# Verilen metin:
◆ ◆ ◆ ◆ ◆

25 Nisan 2008 Cuma

Dumanlı dumanlı...

Sokaklar tiyatro gibi...
Herkes kendi oyununu oynuyor...
Sahnede çoğunlukla dram var..
Gülmeye hasretiz.
Bunun için elimize geçen küçük bir fırsatı, büyük kahkahalara dönüştürüyoruz..
Midem boş olmasına rağmen pozitif enerji yüklüyüm...
Allah kulunu cezalandıracağı zaman önce ona katlanacak gücü veriyor.
Eve gidip karnımı doyurduktan sonra balkonda elmalı nargilemi tüttürüp, çiçeklerimin bugün kaç milim büyüdüğünü göz kararıyla ölçmeye koyulacağım...
Bu güzel hayalleri kurarken telefonum çalıyor...
Eşim sipariş veriyor...
"Gelirken salatalık, yumurta, mısır nişastası, fındık içi, yoğurt bir de ekmek al."
Listeyi tekrar ettirmeden, "Tamam!" dememe şaşırıyor...
"Unutmaz mısın?" diye endişesini dile getiriyor
Belli ki saat 12:00'yi geçtiği için bir lazlık yapacağımdan korkuyor.
Gülerek "Unutmam!" diyorum...
Telefonu kapatırken, eminim siparişlerin eksik olması halinde eline geçecek kozu nasıl kullanacağını düşünüp, hayıflanıyor.
Önce nargile sefası için kendime meyva almalıyım...

◆ ◆ ◆ ◆ ◆

# Görevler:
A. Günlük yazısına göre eş, anlatıcının istenenleri unutmasından neden korkuyor? Bir iki cümleyle açıklayın.
B. Günlük yazısına göre şu soruları yanıtlayın:
(i) Sokaklardaki sahnede çoğunlukla ne var?
(ii) Anlatıcı balkonda ne tüttürmeyi planlıyor?
(iii) Eş telefonda hangi şeylerin alınmasını istiyor?
C. Günlük yazısını son cümlesinden sonra aynı üslupla sürdürün.

◆ ◆ ◆ ◆ ◆

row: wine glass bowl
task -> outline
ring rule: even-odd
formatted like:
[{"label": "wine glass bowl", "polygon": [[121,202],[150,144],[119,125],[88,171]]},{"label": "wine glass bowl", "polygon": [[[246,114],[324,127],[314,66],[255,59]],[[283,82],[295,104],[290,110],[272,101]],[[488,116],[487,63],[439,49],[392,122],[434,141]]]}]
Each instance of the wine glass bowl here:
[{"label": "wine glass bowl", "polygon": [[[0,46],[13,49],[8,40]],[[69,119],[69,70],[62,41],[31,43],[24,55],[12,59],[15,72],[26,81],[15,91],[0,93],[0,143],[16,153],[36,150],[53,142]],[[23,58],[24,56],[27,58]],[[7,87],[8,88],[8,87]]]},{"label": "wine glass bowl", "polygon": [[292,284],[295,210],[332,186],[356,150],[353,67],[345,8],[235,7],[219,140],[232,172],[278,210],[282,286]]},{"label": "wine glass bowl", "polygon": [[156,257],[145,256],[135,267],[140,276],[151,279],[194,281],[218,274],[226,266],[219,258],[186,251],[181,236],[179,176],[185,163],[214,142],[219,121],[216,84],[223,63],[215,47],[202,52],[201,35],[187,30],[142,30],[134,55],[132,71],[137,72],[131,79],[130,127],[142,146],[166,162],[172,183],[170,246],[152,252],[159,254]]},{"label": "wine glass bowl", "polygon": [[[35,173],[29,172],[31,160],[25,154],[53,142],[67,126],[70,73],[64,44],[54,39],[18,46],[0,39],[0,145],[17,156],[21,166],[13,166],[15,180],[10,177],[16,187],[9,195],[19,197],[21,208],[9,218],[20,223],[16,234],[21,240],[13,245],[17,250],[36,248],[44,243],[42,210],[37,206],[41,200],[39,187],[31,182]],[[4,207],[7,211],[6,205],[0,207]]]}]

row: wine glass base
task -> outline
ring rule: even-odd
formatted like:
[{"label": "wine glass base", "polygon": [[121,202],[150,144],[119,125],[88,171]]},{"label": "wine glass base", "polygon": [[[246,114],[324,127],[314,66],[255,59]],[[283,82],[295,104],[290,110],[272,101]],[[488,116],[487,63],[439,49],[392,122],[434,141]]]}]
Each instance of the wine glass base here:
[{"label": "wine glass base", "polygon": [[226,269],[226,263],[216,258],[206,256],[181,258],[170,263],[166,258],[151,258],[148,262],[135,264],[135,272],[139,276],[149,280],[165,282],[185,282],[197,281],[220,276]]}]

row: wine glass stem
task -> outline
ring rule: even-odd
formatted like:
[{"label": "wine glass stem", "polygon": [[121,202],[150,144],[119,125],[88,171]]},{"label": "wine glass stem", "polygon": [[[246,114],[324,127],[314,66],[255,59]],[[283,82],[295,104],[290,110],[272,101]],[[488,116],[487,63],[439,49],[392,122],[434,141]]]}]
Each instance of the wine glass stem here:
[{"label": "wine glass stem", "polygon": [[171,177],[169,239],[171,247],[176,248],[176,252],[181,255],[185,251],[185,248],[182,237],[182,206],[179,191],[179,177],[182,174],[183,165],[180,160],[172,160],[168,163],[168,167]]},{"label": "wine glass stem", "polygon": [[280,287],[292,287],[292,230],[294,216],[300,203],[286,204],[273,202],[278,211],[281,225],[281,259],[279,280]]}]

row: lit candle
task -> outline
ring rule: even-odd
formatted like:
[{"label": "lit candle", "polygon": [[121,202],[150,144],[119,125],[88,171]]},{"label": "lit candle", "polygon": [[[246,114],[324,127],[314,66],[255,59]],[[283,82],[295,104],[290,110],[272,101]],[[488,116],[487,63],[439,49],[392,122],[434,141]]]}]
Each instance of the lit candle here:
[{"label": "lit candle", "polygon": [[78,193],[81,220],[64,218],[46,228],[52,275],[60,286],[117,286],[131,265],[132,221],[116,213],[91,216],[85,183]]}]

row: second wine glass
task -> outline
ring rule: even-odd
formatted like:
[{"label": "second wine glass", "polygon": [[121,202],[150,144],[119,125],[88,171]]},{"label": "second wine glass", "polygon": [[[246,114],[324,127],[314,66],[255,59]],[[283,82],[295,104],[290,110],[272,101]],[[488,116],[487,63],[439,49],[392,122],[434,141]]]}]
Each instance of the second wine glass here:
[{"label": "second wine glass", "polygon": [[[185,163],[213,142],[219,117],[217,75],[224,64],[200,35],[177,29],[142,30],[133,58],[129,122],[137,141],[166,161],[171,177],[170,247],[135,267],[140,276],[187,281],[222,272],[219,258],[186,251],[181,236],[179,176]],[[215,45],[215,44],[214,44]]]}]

◆ ◆ ◆ ◆ ◆

# Alıştırma yanıtları:
A. Eş, saat 12:00'yi geçtiği için anlatıcının bir lazlık yapacağından korkuyor.

B.
(i) Dram.
(ii) Elmalı nargilesini.
(iii) Salatalık, yumurta, mısır nişastası, fındık içi, yoğurt ve ekmek.

C.
Pazarın girişindeki çiçeklerin kokusu aç mideme kadar ulaştı...
Alışverişimi bitirip dönerken tezgahın başında durdum...
-Buyur dayı!..
Önce üzerime alınmadım, sağa sola bakındım, kimse yoktu...
Sonra kendimi teselli etmeye çalıştım...
Pekala insanın kendi yaşıtı bir yeğeni olabilirdi...
"Çilekler süper dayı!... diye ekledi ardından...
Hinlik yaptığından emin oldum...
"Yaşıt sayılırız. Yaşlılık kompleksine kapıldığım bir dönemde yapma bunu" dedim.. Çileği tartıp bana uzatırken...
"Yaş kaç" diye sordu?
"38"
"Kadayıf olmuşsun dayı?" diye eğlenmeye devam etti.
"Valla çilekleri geri bırakırım" diye tehdit ettim..
Kahkaha atarak, "Yıktım seni dimi" demesiyle diğer pazarcılar da şamatayı kopardı...
Onlara aldırış etmeden ayrıldım pazardan.
Bu kez sıra marketteydi..
Benim için markette mısır nişastası bulmak, samanlıkta iğne aramaktan farksız.
Tezgahtardan yardım istedim...
Parayı ödemek için kasaya geldiğimde 23 yaşlarında bir genç karşıma dikildi. Elinde bir kağıt, kalem..
"Yaşınız kaç?"
Bela 'geliyorum' demiyordu...
"Napcaksın yaşımı?"
Anket yapıyorum. Müşteri profilimizi tesbit için...
Kısaca 'Müşterilerimiz yaşlı yaz" diye takıldım..
Gülümseyen yüzümden ve şakacı tavrımdan cesaret aldı...
"Gün ay ve yıl olarak" söylerseniz sevinirim...
"Yaşgünümde hediyemi yollarsanız söylerim..."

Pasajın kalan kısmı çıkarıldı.